The Color Purple deals with the issues of racism and sexism, it pulls together Walker's ideas about women's life and culture through presenting the socio-historical picture of the rural South of twentieth-century America with the help of the womanist characters. It is a story of a barely educated black woman, Celie. Celie's journey and search for her self-identity is a long one. Her knowledge of self-identity and self-worth grows with her understanding of her body, past and truth of her life. She gets support from her fellow women like Nettie, Sofia and Shug who provide mental, spiritual, material and financial support while her marriage exposes her to the world. She comes to know the reality and truth of her life with the help of Shug where she becomes aware of her individuality and personality, learns to fight herself and gets the skill of inner voice. This characteristic of Shug is a typical one within the African-American racial societies. Nettie remains the first person to instil a degree of confidence in Celie while Shug teaches her to believe in herself who is important for her psychological freedom from Albert's colonization of her mind and body. Therefore, Alice Walker shows the ability of black women to grow out of passive submission to male authority and oppression to a state of being an independent woman.
The African-American community inherits their traditionalism. As they suffer from racial discrimination, class oppression and poverty, they adopt art for development and survival. In The Color Purple, Alice Walker presents women characters with some skills (black artists), she revisits the historical era of the 1920s of black blues singers. Shug and Squeak or Mary Agnes revive the spirit of great blues that combines these women's songs and their lives with her concept of womanism. In concurrence to Walker's definition of a womanist as a feminist of colour, women who love women's culture, who love music -who sing and dance, women who are concerned with the survival of the entire race and who love themselves, Walker in The Color Purple presents a womanist artist to show how the black fight against sexual and physical abuse of women and men. Shug Avery and Squeak or Mary Agnes are black artists who connect Walker’s novel with the blues tradition of the 1920s in America. Shug Avery is a beautiful, strong and independent woman who plays a great role in the life of Celie as a friend, sister, teacher, preacher and comforter. She loves music, dance, struggle, folk and love and when she dedicates a song to Celie she makes her love herself. Celie writes, "First time somebody made something and name after me"(Walker, A.,1982). The blues helps the women create female community through their songs. Walker by exploring the blues themes of violence and abuse engenders a womanist story that deals with black women's struggle against racism and sexism. Walker's women are creators and artists by nature. While Shug Avery and Squeak get involved themselves in music, Celie is good at quilts developing her new art of folk pants making. Finally, all the women support each other, come together at Celie's home and celebrate their triumph and wholeness.

(Point labeling examples)
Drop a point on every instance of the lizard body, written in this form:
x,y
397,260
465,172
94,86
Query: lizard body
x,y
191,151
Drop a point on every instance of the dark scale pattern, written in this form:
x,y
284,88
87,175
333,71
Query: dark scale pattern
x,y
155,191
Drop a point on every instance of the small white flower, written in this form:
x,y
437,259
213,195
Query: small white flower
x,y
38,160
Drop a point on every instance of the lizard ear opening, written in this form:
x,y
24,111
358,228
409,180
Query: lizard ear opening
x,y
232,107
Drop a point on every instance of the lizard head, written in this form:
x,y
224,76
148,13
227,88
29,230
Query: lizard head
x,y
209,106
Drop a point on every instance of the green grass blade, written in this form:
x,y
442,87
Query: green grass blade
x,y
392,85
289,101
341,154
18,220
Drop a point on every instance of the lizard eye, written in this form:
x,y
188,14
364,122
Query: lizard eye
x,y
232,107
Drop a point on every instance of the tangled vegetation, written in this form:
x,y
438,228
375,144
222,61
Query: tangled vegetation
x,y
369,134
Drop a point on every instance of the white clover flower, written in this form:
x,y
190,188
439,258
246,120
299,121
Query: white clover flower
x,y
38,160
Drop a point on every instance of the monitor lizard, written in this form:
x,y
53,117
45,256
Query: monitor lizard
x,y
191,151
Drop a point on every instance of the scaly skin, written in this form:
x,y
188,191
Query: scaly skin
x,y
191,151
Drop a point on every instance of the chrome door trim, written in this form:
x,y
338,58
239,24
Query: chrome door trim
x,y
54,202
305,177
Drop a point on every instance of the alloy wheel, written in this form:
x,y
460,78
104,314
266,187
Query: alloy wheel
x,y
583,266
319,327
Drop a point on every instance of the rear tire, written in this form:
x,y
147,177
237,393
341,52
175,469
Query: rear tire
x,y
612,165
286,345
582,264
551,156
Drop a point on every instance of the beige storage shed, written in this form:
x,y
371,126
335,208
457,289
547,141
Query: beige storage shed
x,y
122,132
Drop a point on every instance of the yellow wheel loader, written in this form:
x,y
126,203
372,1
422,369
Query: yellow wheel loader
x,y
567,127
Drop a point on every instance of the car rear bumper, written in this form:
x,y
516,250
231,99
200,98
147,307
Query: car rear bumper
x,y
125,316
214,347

■ **AIM**:
Answer these questions from the passage on The Color Purple:
(a) Who is the first person to instill a degree of confidence in Celie?
(b) Which decade's black blues singers does Walker revisit in the novel?
(c) What craft is Celie good at, and what new art does she develop?

■ **SOLVED PROBLEM**:
(a) Nettie
(b) The 1920s
(c) Quilts; folk pants making